AIM: Could you copy, word for word, only the lines from the one containing "of the reflection" through the last line of the records below, both included?

[Point annotation records]
------------------------------------------------------------------------

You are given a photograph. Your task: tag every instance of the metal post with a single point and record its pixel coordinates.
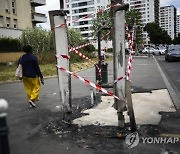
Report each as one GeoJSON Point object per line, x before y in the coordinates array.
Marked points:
{"type": "Point", "coordinates": [99, 56]}
{"type": "Point", "coordinates": [119, 59]}
{"type": "Point", "coordinates": [57, 18]}
{"type": "Point", "coordinates": [4, 143]}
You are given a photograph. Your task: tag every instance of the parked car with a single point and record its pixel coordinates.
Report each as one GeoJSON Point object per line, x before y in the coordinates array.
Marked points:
{"type": "Point", "coordinates": [172, 53]}
{"type": "Point", "coordinates": [154, 50]}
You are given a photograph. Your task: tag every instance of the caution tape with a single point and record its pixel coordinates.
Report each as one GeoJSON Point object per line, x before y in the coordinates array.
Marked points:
{"type": "Point", "coordinates": [130, 40]}
{"type": "Point", "coordinates": [98, 87]}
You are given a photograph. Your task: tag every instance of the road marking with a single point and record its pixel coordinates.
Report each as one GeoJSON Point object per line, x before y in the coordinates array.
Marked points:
{"type": "Point", "coordinates": [172, 93]}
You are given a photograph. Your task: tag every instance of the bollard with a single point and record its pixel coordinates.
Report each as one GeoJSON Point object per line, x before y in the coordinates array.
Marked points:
{"type": "Point", "coordinates": [4, 143]}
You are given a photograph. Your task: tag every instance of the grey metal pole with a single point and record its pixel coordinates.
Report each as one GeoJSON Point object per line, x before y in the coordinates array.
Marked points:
{"type": "Point", "coordinates": [57, 17]}
{"type": "Point", "coordinates": [119, 59]}
{"type": "Point", "coordinates": [4, 142]}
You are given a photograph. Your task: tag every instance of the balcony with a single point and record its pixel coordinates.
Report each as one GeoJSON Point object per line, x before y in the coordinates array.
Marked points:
{"type": "Point", "coordinates": [38, 2]}
{"type": "Point", "coordinates": [38, 18]}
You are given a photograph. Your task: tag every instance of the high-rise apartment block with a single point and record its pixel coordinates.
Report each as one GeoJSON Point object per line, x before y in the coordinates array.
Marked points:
{"type": "Point", "coordinates": [177, 25]}
{"type": "Point", "coordinates": [149, 9]}
{"type": "Point", "coordinates": [17, 15]}
{"type": "Point", "coordinates": [82, 8]}
{"type": "Point", "coordinates": [168, 20]}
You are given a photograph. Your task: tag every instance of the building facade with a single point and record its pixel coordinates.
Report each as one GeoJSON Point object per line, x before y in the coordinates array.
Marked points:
{"type": "Point", "coordinates": [17, 15]}
{"type": "Point", "coordinates": [149, 10]}
{"type": "Point", "coordinates": [168, 20]}
{"type": "Point", "coordinates": [82, 8]}
{"type": "Point", "coordinates": [177, 25]}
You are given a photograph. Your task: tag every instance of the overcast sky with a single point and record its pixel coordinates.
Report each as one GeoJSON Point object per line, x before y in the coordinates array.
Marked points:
{"type": "Point", "coordinates": [54, 5]}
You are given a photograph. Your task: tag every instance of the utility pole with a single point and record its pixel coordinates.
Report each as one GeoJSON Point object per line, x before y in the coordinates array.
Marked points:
{"type": "Point", "coordinates": [118, 21]}
{"type": "Point", "coordinates": [57, 18]}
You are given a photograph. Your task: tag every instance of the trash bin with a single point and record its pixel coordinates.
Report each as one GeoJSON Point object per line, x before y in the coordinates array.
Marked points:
{"type": "Point", "coordinates": [104, 73]}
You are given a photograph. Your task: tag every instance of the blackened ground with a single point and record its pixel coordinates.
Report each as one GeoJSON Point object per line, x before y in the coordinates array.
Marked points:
{"type": "Point", "coordinates": [96, 137]}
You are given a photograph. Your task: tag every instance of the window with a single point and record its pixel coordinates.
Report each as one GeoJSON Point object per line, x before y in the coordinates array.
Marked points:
{"type": "Point", "coordinates": [15, 23]}
{"type": "Point", "coordinates": [8, 22]}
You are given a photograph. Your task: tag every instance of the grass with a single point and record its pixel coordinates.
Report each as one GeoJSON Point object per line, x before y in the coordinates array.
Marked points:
{"type": "Point", "coordinates": [7, 72]}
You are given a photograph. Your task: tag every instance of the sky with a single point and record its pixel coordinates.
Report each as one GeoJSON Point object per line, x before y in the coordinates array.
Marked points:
{"type": "Point", "coordinates": [54, 5]}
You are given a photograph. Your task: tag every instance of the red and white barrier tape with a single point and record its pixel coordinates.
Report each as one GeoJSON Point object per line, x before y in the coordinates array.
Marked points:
{"type": "Point", "coordinates": [91, 84]}
{"type": "Point", "coordinates": [119, 79]}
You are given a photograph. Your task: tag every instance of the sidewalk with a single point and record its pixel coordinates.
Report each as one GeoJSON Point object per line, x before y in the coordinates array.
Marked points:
{"type": "Point", "coordinates": [42, 131]}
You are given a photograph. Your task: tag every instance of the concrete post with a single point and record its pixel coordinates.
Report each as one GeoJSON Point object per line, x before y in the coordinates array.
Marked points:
{"type": "Point", "coordinates": [4, 143]}
{"type": "Point", "coordinates": [119, 59]}
{"type": "Point", "coordinates": [57, 17]}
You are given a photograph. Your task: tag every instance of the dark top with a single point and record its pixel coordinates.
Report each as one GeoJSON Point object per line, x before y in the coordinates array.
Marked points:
{"type": "Point", "coordinates": [30, 66]}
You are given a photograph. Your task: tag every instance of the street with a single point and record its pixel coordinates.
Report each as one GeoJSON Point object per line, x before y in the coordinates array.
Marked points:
{"type": "Point", "coordinates": [172, 72]}
{"type": "Point", "coordinates": [41, 130]}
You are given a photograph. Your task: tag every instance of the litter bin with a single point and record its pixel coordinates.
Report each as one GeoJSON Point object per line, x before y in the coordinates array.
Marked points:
{"type": "Point", "coordinates": [104, 73]}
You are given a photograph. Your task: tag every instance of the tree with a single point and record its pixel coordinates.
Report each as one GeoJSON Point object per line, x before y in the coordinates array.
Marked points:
{"type": "Point", "coordinates": [102, 20]}
{"type": "Point", "coordinates": [177, 39]}
{"type": "Point", "coordinates": [133, 20]}
{"type": "Point", "coordinates": [74, 37]}
{"type": "Point", "coordinates": [38, 38]}
{"type": "Point", "coordinates": [156, 34]}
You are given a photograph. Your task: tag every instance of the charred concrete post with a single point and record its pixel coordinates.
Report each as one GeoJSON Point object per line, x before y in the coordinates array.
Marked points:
{"type": "Point", "coordinates": [4, 142]}
{"type": "Point", "coordinates": [119, 59]}
{"type": "Point", "coordinates": [57, 18]}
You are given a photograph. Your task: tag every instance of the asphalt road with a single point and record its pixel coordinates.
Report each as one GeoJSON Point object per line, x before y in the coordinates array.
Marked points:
{"type": "Point", "coordinates": [172, 72]}
{"type": "Point", "coordinates": [40, 130]}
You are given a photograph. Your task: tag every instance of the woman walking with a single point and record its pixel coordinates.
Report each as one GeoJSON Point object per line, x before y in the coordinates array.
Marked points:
{"type": "Point", "coordinates": [32, 75]}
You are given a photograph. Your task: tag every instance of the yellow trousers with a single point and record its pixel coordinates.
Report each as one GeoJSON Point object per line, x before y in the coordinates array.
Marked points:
{"type": "Point", "coordinates": [32, 87]}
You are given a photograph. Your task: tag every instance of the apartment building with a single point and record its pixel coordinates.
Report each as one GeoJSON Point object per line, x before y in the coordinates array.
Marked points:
{"type": "Point", "coordinates": [168, 20]}
{"type": "Point", "coordinates": [81, 8]}
{"type": "Point", "coordinates": [149, 10]}
{"type": "Point", "coordinates": [177, 25]}
{"type": "Point", "coordinates": [17, 15]}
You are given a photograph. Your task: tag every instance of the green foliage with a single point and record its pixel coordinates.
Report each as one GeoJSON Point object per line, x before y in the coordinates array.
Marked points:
{"type": "Point", "coordinates": [177, 39]}
{"type": "Point", "coordinates": [9, 44]}
{"type": "Point", "coordinates": [157, 35]}
{"type": "Point", "coordinates": [74, 37]}
{"type": "Point", "coordinates": [133, 19]}
{"type": "Point", "coordinates": [38, 38]}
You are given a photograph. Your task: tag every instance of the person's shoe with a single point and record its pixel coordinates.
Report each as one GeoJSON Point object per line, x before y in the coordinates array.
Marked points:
{"type": "Point", "coordinates": [32, 103]}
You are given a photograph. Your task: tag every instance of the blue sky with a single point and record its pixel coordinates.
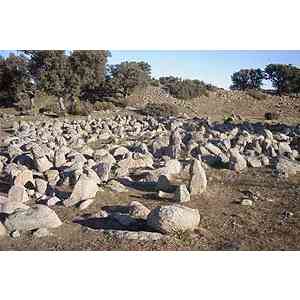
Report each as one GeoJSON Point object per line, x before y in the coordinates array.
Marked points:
{"type": "Point", "coordinates": [213, 67]}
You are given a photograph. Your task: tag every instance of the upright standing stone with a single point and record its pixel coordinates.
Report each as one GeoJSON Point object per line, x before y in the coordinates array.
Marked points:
{"type": "Point", "coordinates": [175, 144]}
{"type": "Point", "coordinates": [182, 194]}
{"type": "Point", "coordinates": [198, 181]}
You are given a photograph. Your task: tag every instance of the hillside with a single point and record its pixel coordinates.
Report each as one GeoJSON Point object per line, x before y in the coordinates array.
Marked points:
{"type": "Point", "coordinates": [221, 103]}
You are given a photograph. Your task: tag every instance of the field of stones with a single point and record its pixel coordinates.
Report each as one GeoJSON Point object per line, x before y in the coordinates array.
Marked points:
{"type": "Point", "coordinates": [126, 181]}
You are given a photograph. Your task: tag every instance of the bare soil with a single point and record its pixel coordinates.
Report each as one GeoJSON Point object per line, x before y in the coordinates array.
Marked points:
{"type": "Point", "coordinates": [272, 223]}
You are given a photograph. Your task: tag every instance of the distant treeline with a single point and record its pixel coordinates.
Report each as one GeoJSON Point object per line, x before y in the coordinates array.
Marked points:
{"type": "Point", "coordinates": [86, 75]}
{"type": "Point", "coordinates": [285, 78]}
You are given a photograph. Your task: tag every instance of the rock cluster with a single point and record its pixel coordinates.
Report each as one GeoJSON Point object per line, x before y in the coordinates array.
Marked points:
{"type": "Point", "coordinates": [84, 156]}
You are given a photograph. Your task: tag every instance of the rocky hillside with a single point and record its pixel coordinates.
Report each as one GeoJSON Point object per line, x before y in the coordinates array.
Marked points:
{"type": "Point", "coordinates": [221, 103]}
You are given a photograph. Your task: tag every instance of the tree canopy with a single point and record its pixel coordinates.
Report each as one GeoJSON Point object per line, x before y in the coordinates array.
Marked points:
{"type": "Point", "coordinates": [247, 79]}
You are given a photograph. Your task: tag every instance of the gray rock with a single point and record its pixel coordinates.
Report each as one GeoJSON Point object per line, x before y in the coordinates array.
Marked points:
{"type": "Point", "coordinates": [41, 232]}
{"type": "Point", "coordinates": [86, 203]}
{"type": "Point", "coordinates": [52, 201]}
{"type": "Point", "coordinates": [52, 177]}
{"type": "Point", "coordinates": [3, 231]}
{"type": "Point", "coordinates": [247, 202]}
{"type": "Point", "coordinates": [198, 181]}
{"type": "Point", "coordinates": [287, 166]}
{"type": "Point", "coordinates": [86, 188]}
{"type": "Point", "coordinates": [10, 207]}
{"type": "Point", "coordinates": [237, 162]}
{"type": "Point", "coordinates": [24, 177]}
{"type": "Point", "coordinates": [134, 235]}
{"type": "Point", "coordinates": [254, 162]}
{"type": "Point", "coordinates": [18, 193]}
{"type": "Point", "coordinates": [15, 234]}
{"type": "Point", "coordinates": [173, 218]}
{"type": "Point", "coordinates": [38, 216]}
{"type": "Point", "coordinates": [123, 219]}
{"type": "Point", "coordinates": [138, 210]}
{"type": "Point", "coordinates": [164, 195]}
{"type": "Point", "coordinates": [41, 185]}
{"type": "Point", "coordinates": [164, 184]}
{"type": "Point", "coordinates": [116, 186]}
{"type": "Point", "coordinates": [43, 164]}
{"type": "Point", "coordinates": [182, 194]}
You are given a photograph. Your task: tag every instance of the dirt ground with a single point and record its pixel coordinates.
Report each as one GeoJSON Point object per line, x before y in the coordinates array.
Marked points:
{"type": "Point", "coordinates": [272, 223]}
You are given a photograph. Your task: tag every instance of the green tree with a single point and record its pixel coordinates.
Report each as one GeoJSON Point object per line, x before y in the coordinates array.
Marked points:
{"type": "Point", "coordinates": [50, 70]}
{"type": "Point", "coordinates": [183, 89]}
{"type": "Point", "coordinates": [89, 69]}
{"type": "Point", "coordinates": [285, 78]}
{"type": "Point", "coordinates": [15, 79]}
{"type": "Point", "coordinates": [247, 79]}
{"type": "Point", "coordinates": [126, 76]}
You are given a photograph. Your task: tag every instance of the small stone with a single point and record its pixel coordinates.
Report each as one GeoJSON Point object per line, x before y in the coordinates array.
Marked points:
{"type": "Point", "coordinates": [182, 194]}
{"type": "Point", "coordinates": [138, 210]}
{"type": "Point", "coordinates": [173, 218]}
{"type": "Point", "coordinates": [18, 193]}
{"type": "Point", "coordinates": [123, 219]}
{"type": "Point", "coordinates": [85, 204]}
{"type": "Point", "coordinates": [247, 202]}
{"type": "Point", "coordinates": [38, 216]}
{"type": "Point", "coordinates": [164, 184]}
{"type": "Point", "coordinates": [116, 186]}
{"type": "Point", "coordinates": [52, 176]}
{"type": "Point", "coordinates": [164, 195]}
{"type": "Point", "coordinates": [43, 164]}
{"type": "Point", "coordinates": [52, 201]}
{"type": "Point", "coordinates": [24, 177]}
{"type": "Point", "coordinates": [41, 185]}
{"type": "Point", "coordinates": [15, 234]}
{"type": "Point", "coordinates": [41, 232]}
{"type": "Point", "coordinates": [3, 231]}
{"type": "Point", "coordinates": [10, 207]}
{"type": "Point", "coordinates": [198, 181]}
{"type": "Point", "coordinates": [85, 188]}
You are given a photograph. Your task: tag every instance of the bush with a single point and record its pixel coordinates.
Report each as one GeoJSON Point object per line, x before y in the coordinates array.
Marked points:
{"type": "Point", "coordinates": [247, 79]}
{"type": "Point", "coordinates": [103, 105]}
{"type": "Point", "coordinates": [160, 110]}
{"type": "Point", "coordinates": [272, 115]}
{"type": "Point", "coordinates": [81, 108]}
{"type": "Point", "coordinates": [123, 103]}
{"type": "Point", "coordinates": [256, 94]}
{"type": "Point", "coordinates": [184, 89]}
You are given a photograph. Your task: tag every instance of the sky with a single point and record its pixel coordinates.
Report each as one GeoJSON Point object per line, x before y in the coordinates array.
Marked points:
{"type": "Point", "coordinates": [213, 67]}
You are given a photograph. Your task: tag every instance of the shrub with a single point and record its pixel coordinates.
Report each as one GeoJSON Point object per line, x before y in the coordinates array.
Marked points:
{"type": "Point", "coordinates": [79, 108]}
{"type": "Point", "coordinates": [184, 89]}
{"type": "Point", "coordinates": [103, 105]}
{"type": "Point", "coordinates": [272, 115]}
{"type": "Point", "coordinates": [247, 79]}
{"type": "Point", "coordinates": [256, 94]}
{"type": "Point", "coordinates": [160, 110]}
{"type": "Point", "coordinates": [123, 103]}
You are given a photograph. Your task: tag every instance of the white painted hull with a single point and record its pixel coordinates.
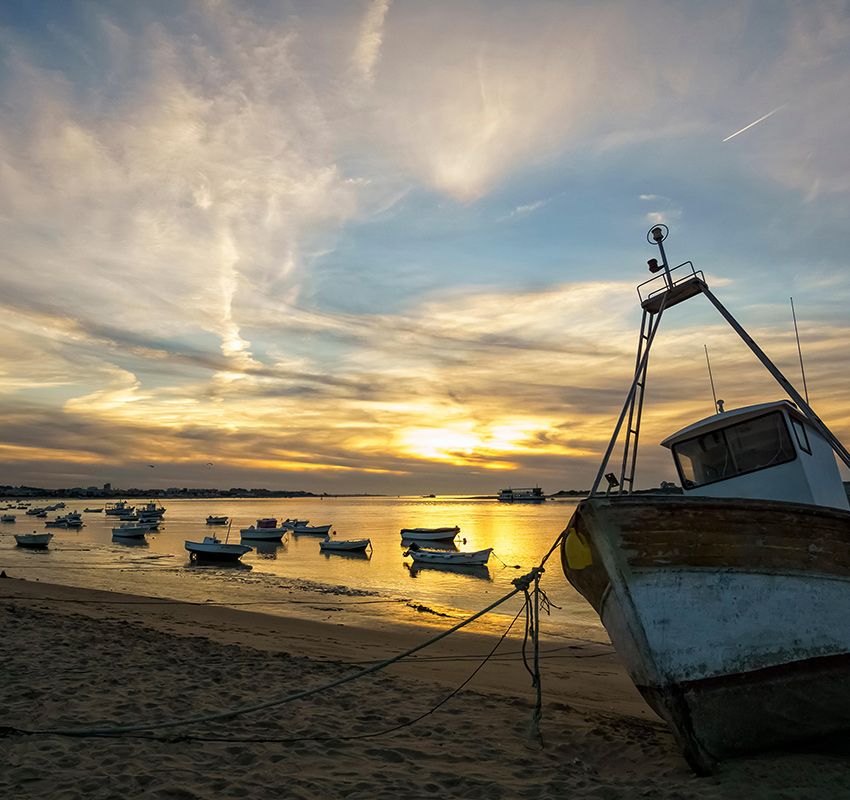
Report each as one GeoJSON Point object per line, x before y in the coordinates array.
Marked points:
{"type": "Point", "coordinates": [430, 534]}
{"type": "Point", "coordinates": [475, 559]}
{"type": "Point", "coordinates": [131, 531]}
{"type": "Point", "coordinates": [312, 530]}
{"type": "Point", "coordinates": [33, 540]}
{"type": "Point", "coordinates": [263, 534]}
{"type": "Point", "coordinates": [730, 616]}
{"type": "Point", "coordinates": [345, 545]}
{"type": "Point", "coordinates": [219, 551]}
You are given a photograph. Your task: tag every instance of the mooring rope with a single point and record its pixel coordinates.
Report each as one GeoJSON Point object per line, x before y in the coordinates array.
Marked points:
{"type": "Point", "coordinates": [521, 584]}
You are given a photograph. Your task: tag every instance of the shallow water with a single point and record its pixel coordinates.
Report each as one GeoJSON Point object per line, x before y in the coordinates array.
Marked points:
{"type": "Point", "coordinates": [296, 578]}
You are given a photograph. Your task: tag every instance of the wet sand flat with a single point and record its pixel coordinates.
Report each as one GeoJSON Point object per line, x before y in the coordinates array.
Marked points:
{"type": "Point", "coordinates": [111, 659]}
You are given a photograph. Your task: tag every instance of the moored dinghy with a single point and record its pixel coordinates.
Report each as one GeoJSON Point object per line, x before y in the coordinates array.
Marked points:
{"type": "Point", "coordinates": [727, 603]}
{"type": "Point", "coordinates": [130, 530]}
{"type": "Point", "coordinates": [345, 545]}
{"type": "Point", "coordinates": [475, 558]}
{"type": "Point", "coordinates": [430, 534]}
{"type": "Point", "coordinates": [213, 549]}
{"type": "Point", "coordinates": [34, 541]}
{"type": "Point", "coordinates": [266, 530]}
{"type": "Point", "coordinates": [311, 530]}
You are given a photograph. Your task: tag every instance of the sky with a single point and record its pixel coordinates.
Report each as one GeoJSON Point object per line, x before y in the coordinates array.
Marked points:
{"type": "Point", "coordinates": [392, 246]}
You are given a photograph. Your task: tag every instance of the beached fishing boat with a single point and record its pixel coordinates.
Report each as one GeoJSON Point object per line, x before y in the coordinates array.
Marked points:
{"type": "Point", "coordinates": [213, 549]}
{"type": "Point", "coordinates": [266, 530]}
{"type": "Point", "coordinates": [131, 530]}
{"type": "Point", "coordinates": [34, 541]}
{"type": "Point", "coordinates": [727, 603]}
{"type": "Point", "coordinates": [345, 545]}
{"type": "Point", "coordinates": [475, 558]}
{"type": "Point", "coordinates": [311, 530]}
{"type": "Point", "coordinates": [430, 534]}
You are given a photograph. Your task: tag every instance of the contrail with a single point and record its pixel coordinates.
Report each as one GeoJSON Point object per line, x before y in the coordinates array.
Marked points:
{"type": "Point", "coordinates": [760, 119]}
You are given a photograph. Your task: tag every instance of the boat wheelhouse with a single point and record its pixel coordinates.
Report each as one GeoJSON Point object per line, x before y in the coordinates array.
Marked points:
{"type": "Point", "coordinates": [727, 603]}
{"type": "Point", "coordinates": [769, 451]}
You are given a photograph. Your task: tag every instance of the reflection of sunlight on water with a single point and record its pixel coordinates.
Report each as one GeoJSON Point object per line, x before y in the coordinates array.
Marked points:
{"type": "Point", "coordinates": [287, 577]}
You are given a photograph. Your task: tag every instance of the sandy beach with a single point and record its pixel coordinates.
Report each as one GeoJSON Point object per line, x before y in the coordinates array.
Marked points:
{"type": "Point", "coordinates": [80, 658]}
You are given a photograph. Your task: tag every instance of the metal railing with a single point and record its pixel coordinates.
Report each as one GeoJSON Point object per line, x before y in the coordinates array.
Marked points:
{"type": "Point", "coordinates": [664, 282]}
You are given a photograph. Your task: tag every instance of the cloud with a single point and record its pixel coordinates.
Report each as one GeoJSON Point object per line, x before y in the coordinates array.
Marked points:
{"type": "Point", "coordinates": [368, 47]}
{"type": "Point", "coordinates": [174, 187]}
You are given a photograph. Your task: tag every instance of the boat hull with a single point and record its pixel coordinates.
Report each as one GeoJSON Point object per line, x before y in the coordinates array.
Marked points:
{"type": "Point", "coordinates": [312, 530]}
{"type": "Point", "coordinates": [216, 552]}
{"type": "Point", "coordinates": [33, 541]}
{"type": "Point", "coordinates": [477, 559]}
{"type": "Point", "coordinates": [730, 615]}
{"type": "Point", "coordinates": [430, 534]}
{"type": "Point", "coordinates": [263, 534]}
{"type": "Point", "coordinates": [350, 546]}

------------------------------------------------------------------------

FINAL RESULT:
You are given a photograph. Your task: tag every instance of the reflection of sunlight on water with a single point and record its pixel coordinates.
Report each as one GeoJSON Point object per line, x before y in the coordinates array.
Marked points:
{"type": "Point", "coordinates": [287, 577]}
You are given a photograph. Your task: tag every instance of the sandy beach with a single point and record its pixel coordinates.
Report each as one GeoJSON Point object per line, x before y in the coordinates array.
Marked points:
{"type": "Point", "coordinates": [80, 658]}
You are given a photograph. Your task: tag every instance of the metal railing with a single point and record its pixel coordinates.
Report each as one GeoJSON Point object per line, x before y in the coordinates array.
Marked points:
{"type": "Point", "coordinates": [664, 282]}
You are given a photograph. Your task: tag every instance of the cloud with a single point and record its pixel coordinates.
Report each as one GeoJSON Point object per line, x before y in the coordinates array.
Marked points:
{"type": "Point", "coordinates": [368, 47]}
{"type": "Point", "coordinates": [174, 187]}
You are given a photograph. Your task: tag every instance of the boat hull with a single point and record its pixel coordinates.
Report each as one GeoJSON Point object per line, x before y in the coordinates array.
Marked points:
{"type": "Point", "coordinates": [312, 530]}
{"type": "Point", "coordinates": [216, 552]}
{"type": "Point", "coordinates": [33, 541]}
{"type": "Point", "coordinates": [477, 559]}
{"type": "Point", "coordinates": [730, 615]}
{"type": "Point", "coordinates": [430, 534]}
{"type": "Point", "coordinates": [263, 534]}
{"type": "Point", "coordinates": [350, 546]}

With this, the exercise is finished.